> **Instructions to follow**
Every line of the listing is returned unchanged, and every picture is dropped.
=== Data section ===
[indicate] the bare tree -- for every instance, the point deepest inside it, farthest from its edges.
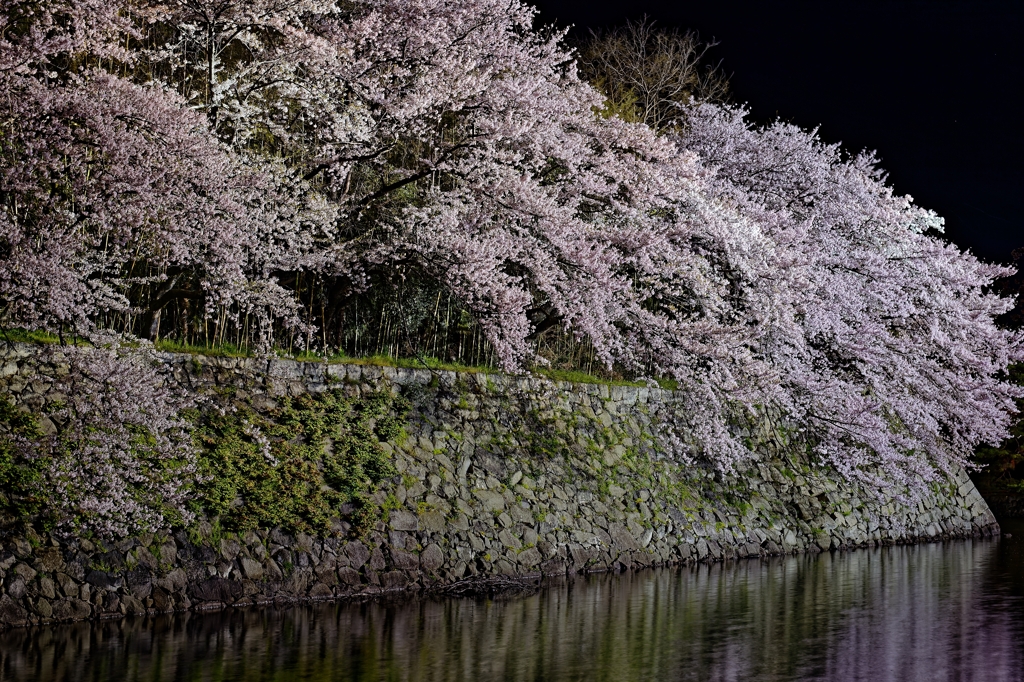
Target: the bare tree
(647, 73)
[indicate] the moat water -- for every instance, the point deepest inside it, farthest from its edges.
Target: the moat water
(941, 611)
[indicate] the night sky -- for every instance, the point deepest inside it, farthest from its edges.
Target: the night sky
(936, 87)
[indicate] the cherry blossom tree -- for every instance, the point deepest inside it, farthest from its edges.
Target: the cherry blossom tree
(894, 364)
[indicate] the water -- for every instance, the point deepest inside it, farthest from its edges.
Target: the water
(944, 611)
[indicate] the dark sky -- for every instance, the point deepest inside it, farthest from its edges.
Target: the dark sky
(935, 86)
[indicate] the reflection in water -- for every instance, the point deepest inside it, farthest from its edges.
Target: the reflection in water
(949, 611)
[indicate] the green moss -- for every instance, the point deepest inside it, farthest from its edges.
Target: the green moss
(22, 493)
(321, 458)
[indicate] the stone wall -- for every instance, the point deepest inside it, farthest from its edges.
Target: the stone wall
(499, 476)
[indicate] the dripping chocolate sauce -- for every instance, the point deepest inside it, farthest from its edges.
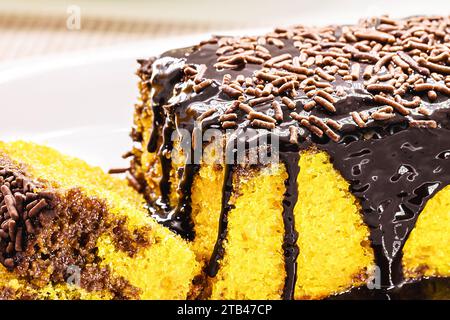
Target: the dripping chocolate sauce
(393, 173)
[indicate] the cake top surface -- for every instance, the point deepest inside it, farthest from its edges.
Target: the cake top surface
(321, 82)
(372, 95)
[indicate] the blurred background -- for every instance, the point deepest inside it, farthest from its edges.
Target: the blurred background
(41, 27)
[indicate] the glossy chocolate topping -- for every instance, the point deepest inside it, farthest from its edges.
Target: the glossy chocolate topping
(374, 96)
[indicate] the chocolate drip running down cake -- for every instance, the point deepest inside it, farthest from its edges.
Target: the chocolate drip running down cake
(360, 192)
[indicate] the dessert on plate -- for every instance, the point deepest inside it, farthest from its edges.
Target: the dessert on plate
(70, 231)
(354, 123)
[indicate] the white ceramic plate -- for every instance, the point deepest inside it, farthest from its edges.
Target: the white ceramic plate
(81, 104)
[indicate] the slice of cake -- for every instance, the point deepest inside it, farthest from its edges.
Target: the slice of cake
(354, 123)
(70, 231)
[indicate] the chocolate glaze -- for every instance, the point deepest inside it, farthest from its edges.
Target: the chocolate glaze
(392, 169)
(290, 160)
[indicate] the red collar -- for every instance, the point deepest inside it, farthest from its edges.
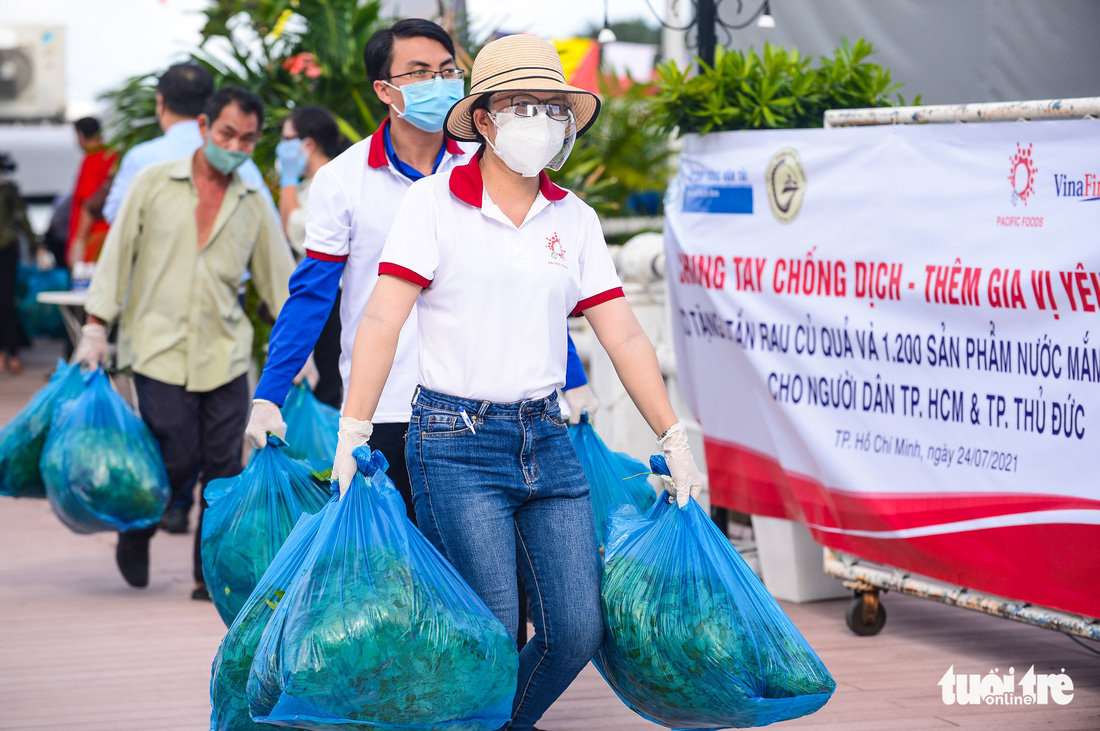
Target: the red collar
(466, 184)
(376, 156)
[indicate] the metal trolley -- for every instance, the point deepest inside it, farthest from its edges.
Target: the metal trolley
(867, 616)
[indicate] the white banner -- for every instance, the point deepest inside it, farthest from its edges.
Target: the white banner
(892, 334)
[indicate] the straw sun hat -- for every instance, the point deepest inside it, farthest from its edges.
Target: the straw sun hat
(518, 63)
===
> **Exercise solution**
[indicate] the bare tree -- for every instance, the point deepest inside it, farthest from its edges.
Target: the bare tree
(647, 73)
[indicate] the moat water -- for every instance, the point deepest inside it, farthest from its edges.
Target: the moat water
(941, 611)
[indicate] the night sky -- for every instance, the point deepest inside it, farthest from its edges.
Target: the night sky
(936, 87)
[indicate] the cherry blossom tree -- for every instance, the point deepest inside it, farthest from its edges.
Target: the cherry blossom tree
(894, 364)
[indicate] the water -- for every instance, the point deepest inside it, farthest from its edges.
Target: the water
(944, 611)
[indicate] the dark sky -- for every instance, the point deepest inside it, farthest from its edges.
Target: the dark sky
(935, 86)
[indicate] the reflection in water -- for every instance, the point deepest inside it, farthest from its edges.
Target: the reflection in water
(949, 611)
[indicate] the green moss -- for every instance, the point deepest inside it, farthest from its edges.
Target: the green moss
(22, 493)
(321, 458)
[indicate] the stone wall -- for every instance, the point deepest inside it, farthest from its edges.
Target: the stone wall
(499, 476)
[indicate] the dripping chocolate sauce -- for every instance, the point deepest inside it, farthest from its edges.
Target: the dripping chocolate sauce
(393, 173)
[indicate] the cake top surface -- for every instance, the point deepest inside it, farthest from its edges.
Target: the cake top surface
(321, 82)
(372, 95)
[indicate] the blurred background -- for every instance, the point deepest inside it, farthest from its edges.
Target: the blurred background
(41, 27)
[indicate] the glossy chocolate topping -- for every instance, the point deepest inside it, farthest from its edges.
Target: the glossy chocolate topping
(374, 96)
[indicate] the chocolate drip running down cake -- for every instance, the point deepest inside it, farthest from its edges.
Target: the chocolate drip running down cake
(360, 192)
[indicate] the dessert on plate -- for every instance, the point deepest inside it, farthest from its edges.
Target: the dessert on plate
(70, 231)
(354, 123)
[indicate] the white ceramic plate -- for every instance, the point deepest inside it, farthest from its edges.
Target: the white ceramic plate
(81, 104)
[indicate] the slice of cake -- for every instance, the point deepest inside it, farthest from its edges.
Target: the slice of cake
(354, 123)
(70, 231)
[indicate] the chocolate glaze -- for every instance, the point deepest inside it, farthest from its edges.
Target: the chocolate glaze
(392, 169)
(290, 160)
[indicate] the red collar -- for every instance, the point deepest inside it, farthest from its edges.
Target: the red collar
(466, 184)
(376, 156)
[indicate] the metal trolley -- for every instance, the point deepest inside it, farthest from its edges.
Target: the metal trolley
(867, 616)
[indicate] the white banner -- for every instance, the point deepest inside it, farthest from its edges.
Target: the white banner
(892, 334)
[indicate] the straw sun hat -- for every instance, the point deepest inside it, farthest from its edges.
Target: the straw sun hat
(518, 63)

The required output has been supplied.